→ **Given problem A**
Copy the passage of the squat mobility text below word for word, starting at "Starting from the" and ending at "your ankles themselves.".

→ **Excerpted text**
┌──

The golden standard of the squat is affectionately called ass-to-grass. It’s the position where your butt is closest to the ground, with your heels flat. This is a common resting position in countries across Asia and the pacific, but uncommon in the Americas, with good reason. It has nothing to do with heritage, but everything to do with habits.



People living in countries where it’s common to hunker spend their lives dropping into this position. It’s like ballerinas who remain flexible into retirement.

The question is, does it make sense to restore this flexibility if something you’ve lost? Perhaps. You may just want it back because you want it. That’s good enough.

There are three main areas that may contribute to restricting your squatting motion. If you can work on the worst offenders, you can regain this mobility. It may be worth it to your long-term health goals too.

Starting from the ground, your ankles are likely part of the problem, but the hips get involved like a chicken relates eggs. The last thing we want to look at is your middle to upper back.




In a world where we lift our heels as much as we do, ankles are problematic. If I had my way, the wedge, the stiletto, even the foamy gym shoe lift would go the way of the chastity belt. The future will gaze back in horror at the footwear of this age, aghast that we would shove our piggies into such awful torture devices.

I know; I might as well shout into the wind just then. “But, high heels make the calves and butt look so good.” If you only knew how bad those heels are messing up everything in your body, you’d drop them now. The first thing they messing with is your ankles themselves.

└──

→ **Material for this task**
┌──

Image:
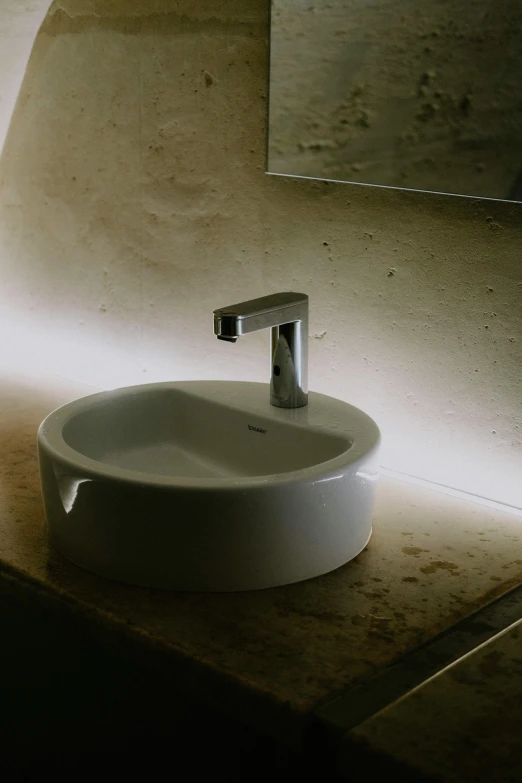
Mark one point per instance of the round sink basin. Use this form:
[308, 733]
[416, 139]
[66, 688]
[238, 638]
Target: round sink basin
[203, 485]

└──

→ **Given problem B**
Repeat every line of the records above precisely, leaving the pictures out of your answer.

→ **Correct output A**
Starting from the ground, your ankles are likely part of the problem, but the hips get involved like a chicken relates eggs. The last thing we want to look at is your middle to upper back.




In a world where we lift our heels as much as we do, ankles are problematic. If I had my way, the wedge, the stiletto, even the foamy gym shoe lift would go the way of the chastity belt. The future will gaze back in horror at the footwear of this age, aghast that we would shove our piggies into such awful torture devices.

I know; I might as well shout into the wind just then. “But, high heels make the calves and butt look so good.” If you only knew how bad those heels are messing up everything in your body, you’d drop them now. The first thing they messing with is your ankles themselves.

→ **Correct output B**
Image:
Mark one point per instance of the round sink basin. Use this form:
[308, 733]
[416, 139]
[66, 688]
[238, 638]
Target: round sink basin
[203, 485]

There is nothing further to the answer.